TASK DETAILS => Repeat verbatim every line of the material, beginning at the line that holds "A test script needs to interact with the rocky" and ending at its last line.

DATASET ENTRIES =>
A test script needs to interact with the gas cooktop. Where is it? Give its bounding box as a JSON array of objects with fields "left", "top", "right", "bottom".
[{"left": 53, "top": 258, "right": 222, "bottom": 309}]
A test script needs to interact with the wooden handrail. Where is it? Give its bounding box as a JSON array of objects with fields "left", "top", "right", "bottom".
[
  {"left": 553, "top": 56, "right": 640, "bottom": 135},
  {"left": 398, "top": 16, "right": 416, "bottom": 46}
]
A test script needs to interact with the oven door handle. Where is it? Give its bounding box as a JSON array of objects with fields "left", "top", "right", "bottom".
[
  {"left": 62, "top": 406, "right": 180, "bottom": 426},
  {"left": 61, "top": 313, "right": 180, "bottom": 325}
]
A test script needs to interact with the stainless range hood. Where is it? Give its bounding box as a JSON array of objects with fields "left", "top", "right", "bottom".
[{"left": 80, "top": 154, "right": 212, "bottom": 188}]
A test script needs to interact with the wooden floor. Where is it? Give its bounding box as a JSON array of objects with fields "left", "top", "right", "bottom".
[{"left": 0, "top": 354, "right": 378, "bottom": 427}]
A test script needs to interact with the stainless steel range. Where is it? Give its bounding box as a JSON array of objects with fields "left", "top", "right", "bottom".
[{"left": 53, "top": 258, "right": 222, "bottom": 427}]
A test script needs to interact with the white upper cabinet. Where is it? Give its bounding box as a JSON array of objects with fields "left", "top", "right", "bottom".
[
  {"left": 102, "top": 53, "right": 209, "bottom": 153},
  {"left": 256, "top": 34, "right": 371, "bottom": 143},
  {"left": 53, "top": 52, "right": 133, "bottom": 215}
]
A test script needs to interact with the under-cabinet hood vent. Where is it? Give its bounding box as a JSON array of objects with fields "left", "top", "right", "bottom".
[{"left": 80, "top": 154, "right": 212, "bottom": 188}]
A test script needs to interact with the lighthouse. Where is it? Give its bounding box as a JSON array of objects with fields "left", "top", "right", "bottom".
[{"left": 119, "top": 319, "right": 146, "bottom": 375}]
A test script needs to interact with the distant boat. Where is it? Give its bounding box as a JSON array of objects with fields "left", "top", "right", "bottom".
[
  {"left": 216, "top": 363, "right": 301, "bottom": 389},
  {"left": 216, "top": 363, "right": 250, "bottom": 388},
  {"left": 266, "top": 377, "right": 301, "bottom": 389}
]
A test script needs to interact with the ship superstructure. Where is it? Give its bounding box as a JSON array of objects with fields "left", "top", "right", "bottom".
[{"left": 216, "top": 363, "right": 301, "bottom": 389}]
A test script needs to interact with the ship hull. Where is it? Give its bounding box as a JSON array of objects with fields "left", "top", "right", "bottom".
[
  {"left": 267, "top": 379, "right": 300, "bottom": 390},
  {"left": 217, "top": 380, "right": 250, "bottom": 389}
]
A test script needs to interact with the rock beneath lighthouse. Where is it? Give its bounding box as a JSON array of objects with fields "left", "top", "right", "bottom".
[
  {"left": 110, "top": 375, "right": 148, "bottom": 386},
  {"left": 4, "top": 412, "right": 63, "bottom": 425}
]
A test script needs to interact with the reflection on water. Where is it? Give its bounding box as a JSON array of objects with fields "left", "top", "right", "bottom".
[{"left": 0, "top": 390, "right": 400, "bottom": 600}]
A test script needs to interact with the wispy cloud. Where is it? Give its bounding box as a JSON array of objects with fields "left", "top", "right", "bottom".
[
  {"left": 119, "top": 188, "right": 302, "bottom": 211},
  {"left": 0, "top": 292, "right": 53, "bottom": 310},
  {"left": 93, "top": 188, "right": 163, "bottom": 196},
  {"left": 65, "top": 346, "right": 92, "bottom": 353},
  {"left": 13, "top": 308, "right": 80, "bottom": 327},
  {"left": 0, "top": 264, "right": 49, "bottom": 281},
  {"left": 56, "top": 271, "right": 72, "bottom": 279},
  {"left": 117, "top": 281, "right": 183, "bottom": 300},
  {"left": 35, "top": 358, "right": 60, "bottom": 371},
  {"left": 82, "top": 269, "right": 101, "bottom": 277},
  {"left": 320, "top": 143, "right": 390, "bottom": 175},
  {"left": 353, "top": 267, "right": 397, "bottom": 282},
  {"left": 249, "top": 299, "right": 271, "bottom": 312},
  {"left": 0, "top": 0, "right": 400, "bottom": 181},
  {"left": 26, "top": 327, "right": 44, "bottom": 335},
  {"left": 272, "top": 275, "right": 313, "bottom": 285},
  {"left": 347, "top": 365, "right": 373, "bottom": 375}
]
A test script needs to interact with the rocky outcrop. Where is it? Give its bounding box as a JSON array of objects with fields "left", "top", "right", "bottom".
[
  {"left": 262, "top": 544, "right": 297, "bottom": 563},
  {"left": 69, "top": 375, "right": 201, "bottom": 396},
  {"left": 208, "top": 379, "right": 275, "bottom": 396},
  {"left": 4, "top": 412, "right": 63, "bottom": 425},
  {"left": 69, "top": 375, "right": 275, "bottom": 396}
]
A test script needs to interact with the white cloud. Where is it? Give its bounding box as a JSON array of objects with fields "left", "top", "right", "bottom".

SOLUTION TO THIS PROBLEM =>
A test script needs to interact with the rocky outcrop. Where is it? Give its bounding box as a JSON array of objects with fields "left", "top", "right", "bottom".
[
  {"left": 262, "top": 544, "right": 297, "bottom": 563},
  {"left": 69, "top": 375, "right": 201, "bottom": 396},
  {"left": 208, "top": 379, "right": 275, "bottom": 396},
  {"left": 4, "top": 412, "right": 63, "bottom": 425},
  {"left": 69, "top": 375, "right": 275, "bottom": 396}
]
A test script needs to interact with the white cloud. Where is it? Give its bounding box as a JSON array of objects with fields "left", "top", "right", "bottom".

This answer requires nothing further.